* **SHORT PROBLEM**
Reproduce these lines word for word, starting at the first line that contains "door frame, returned" and ending with the last line of the records.

Items listed in a dataset:
::::::::::
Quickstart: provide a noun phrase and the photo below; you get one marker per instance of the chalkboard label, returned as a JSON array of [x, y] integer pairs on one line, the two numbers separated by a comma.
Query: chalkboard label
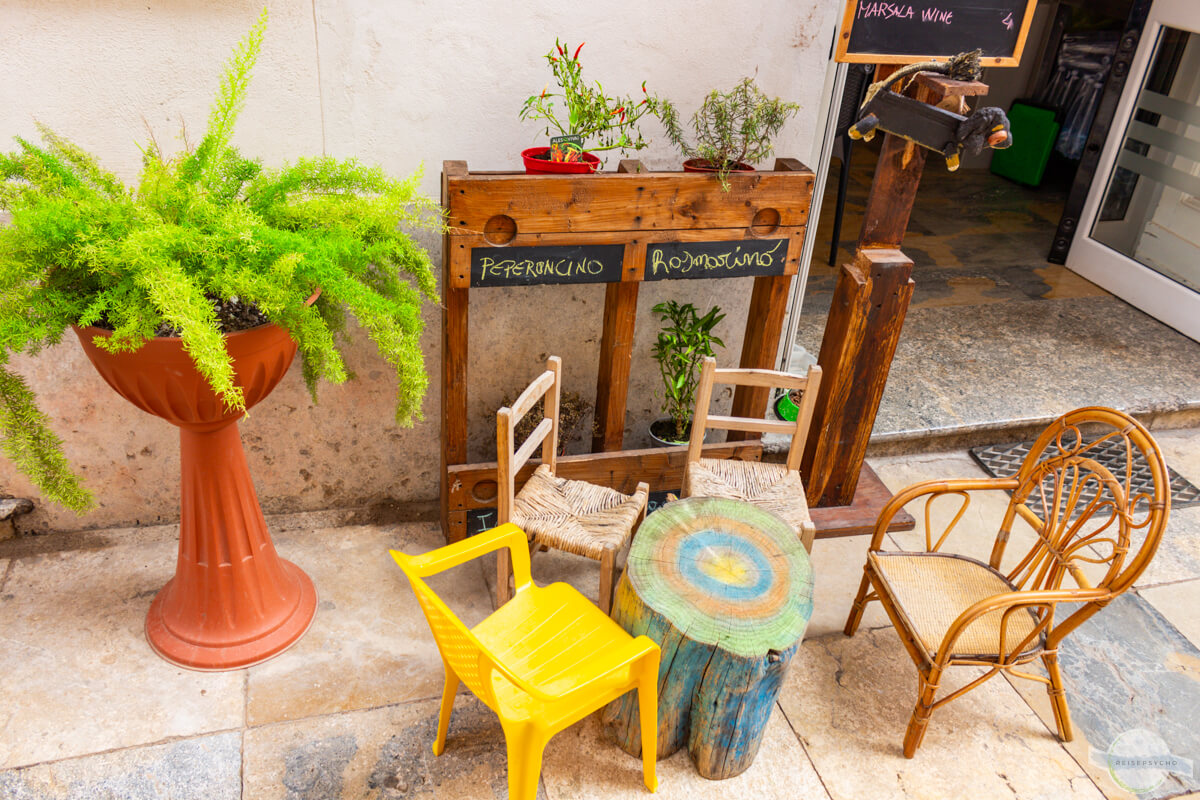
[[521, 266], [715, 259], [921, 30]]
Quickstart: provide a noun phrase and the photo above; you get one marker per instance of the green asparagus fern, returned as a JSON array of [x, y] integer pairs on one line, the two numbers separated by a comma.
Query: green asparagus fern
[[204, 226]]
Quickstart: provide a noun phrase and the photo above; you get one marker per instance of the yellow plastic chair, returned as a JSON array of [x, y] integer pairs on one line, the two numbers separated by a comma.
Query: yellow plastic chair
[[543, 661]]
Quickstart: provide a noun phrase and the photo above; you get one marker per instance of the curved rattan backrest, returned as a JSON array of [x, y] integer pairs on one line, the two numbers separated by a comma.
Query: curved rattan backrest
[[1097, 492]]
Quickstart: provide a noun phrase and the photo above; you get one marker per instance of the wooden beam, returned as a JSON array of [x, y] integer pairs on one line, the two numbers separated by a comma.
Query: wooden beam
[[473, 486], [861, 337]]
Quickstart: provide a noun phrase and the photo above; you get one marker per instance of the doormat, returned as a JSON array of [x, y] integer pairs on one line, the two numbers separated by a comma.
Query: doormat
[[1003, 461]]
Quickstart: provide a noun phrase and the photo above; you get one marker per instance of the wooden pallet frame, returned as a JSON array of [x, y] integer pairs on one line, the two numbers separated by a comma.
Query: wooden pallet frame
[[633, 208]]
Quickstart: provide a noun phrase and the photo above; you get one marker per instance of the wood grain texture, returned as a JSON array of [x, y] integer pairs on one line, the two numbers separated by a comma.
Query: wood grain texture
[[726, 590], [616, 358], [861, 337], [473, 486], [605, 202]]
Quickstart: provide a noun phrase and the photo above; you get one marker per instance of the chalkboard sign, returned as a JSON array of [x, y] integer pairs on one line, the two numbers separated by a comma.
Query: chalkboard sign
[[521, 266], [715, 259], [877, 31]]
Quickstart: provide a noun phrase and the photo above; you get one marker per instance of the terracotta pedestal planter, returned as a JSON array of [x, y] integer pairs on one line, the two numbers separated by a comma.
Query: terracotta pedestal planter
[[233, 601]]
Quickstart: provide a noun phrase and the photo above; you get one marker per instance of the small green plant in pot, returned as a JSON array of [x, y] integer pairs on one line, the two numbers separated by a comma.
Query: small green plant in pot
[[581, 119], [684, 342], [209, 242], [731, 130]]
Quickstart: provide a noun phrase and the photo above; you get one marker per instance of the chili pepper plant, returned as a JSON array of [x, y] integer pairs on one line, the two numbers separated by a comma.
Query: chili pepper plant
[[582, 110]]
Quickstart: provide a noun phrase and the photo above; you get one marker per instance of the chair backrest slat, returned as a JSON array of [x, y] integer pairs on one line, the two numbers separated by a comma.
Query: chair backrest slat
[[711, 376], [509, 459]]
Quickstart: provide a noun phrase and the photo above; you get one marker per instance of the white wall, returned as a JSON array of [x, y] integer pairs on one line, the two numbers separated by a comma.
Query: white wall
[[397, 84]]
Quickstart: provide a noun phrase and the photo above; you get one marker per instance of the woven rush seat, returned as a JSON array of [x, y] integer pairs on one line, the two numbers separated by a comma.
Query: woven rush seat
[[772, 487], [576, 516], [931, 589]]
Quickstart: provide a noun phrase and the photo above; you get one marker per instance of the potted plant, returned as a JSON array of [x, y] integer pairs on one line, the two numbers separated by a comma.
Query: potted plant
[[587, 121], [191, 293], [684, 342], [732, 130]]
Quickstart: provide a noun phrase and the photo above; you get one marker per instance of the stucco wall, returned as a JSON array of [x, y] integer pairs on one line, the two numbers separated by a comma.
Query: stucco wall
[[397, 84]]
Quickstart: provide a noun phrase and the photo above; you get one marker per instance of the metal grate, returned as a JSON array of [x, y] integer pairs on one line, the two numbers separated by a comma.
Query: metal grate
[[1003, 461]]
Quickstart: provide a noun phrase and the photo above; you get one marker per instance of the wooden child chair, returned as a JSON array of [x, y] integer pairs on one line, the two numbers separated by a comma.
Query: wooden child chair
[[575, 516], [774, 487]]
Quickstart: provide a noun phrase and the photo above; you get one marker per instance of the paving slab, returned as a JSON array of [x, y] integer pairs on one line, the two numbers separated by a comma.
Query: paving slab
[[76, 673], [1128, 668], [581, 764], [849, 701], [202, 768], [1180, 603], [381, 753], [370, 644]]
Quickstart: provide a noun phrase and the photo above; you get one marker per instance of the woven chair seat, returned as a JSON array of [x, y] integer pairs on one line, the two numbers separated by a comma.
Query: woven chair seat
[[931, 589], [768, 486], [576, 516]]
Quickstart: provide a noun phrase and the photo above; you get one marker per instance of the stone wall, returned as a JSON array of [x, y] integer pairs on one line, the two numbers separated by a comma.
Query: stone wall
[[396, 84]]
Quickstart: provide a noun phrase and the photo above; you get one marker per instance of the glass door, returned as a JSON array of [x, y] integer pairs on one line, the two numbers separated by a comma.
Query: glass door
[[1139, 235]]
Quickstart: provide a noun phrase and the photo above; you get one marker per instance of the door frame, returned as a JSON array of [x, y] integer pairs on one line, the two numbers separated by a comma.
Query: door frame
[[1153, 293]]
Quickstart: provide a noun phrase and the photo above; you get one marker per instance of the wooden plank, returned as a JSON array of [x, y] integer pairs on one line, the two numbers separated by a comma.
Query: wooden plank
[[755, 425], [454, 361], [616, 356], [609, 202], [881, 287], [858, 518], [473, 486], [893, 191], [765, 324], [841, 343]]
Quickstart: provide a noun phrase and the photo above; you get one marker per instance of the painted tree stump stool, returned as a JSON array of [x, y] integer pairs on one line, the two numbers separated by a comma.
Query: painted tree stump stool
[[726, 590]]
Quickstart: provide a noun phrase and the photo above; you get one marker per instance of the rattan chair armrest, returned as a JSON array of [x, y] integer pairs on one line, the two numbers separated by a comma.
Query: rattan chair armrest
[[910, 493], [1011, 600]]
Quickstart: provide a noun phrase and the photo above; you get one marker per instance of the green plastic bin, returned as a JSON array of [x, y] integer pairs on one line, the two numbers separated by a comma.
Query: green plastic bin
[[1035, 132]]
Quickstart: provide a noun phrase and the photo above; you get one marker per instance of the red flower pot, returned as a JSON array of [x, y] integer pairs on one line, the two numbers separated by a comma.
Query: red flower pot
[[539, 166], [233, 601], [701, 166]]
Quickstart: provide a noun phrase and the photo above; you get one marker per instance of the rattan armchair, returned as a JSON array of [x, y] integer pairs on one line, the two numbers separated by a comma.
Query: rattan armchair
::::::::::
* **RESULT OF THE EXERCISE**
Quickstart: provide a noun phrase and the photo above; you get one marker per instance of the door frame, returned as a JSON array of [x, y] integer pairs on one line, the two numbers separated by a comma.
Query: door frame
[[1153, 293]]
Quickstart: provide a noun phrase and the photo above; you get one marker per instance of the wooden plank, returned as a JSON array of [x, y] integer pairs on one line, the two numbers separated by a comma.
Query: wooden plank
[[755, 425], [454, 361], [616, 356], [609, 202], [881, 287], [858, 518], [473, 486], [893, 191], [765, 324], [841, 343]]
Quickstart: provide a noun phrase and the photo above; you get one marker per instance of the painted tree stump stool, returned as a JSON array of [x, y] integer pairs on one line, the two numbers separated by a comma.
Query: painted tree stump stool
[[726, 590]]
Quickstart: provide a noun phrase and the photo above; you get one marker per instance of the rattan chair armrest, returned as a JSON array of [x, y] integer pairs on one line, the two numbers separated by a comma.
Query: rattan chair armrest
[[910, 493], [1011, 600]]
Quickstart: provide a noun phrase and the photo above; you get one marker per instance of the green plastic bin, returned as a JSON array of [x, y] integer pairs on one line, the two numbers separated by a comma.
Query: green plastic bin
[[1035, 132]]
Quickstart: provide a noun phrase and the photo above; you get one marker per instance of the red flower pot, returned as a JSON array of [x, y] integer pairs on one line, the two numbers separated by a comma.
Query: red flower pot
[[539, 166], [233, 601], [701, 166]]
Quickstart: provide a noun phrase and the photo above; you get one marker per instance of the rattan armchair, returned as a JSON array of [x, y] integer pairs on one line, the two numbers separated by a comma.
Query: rattan armchair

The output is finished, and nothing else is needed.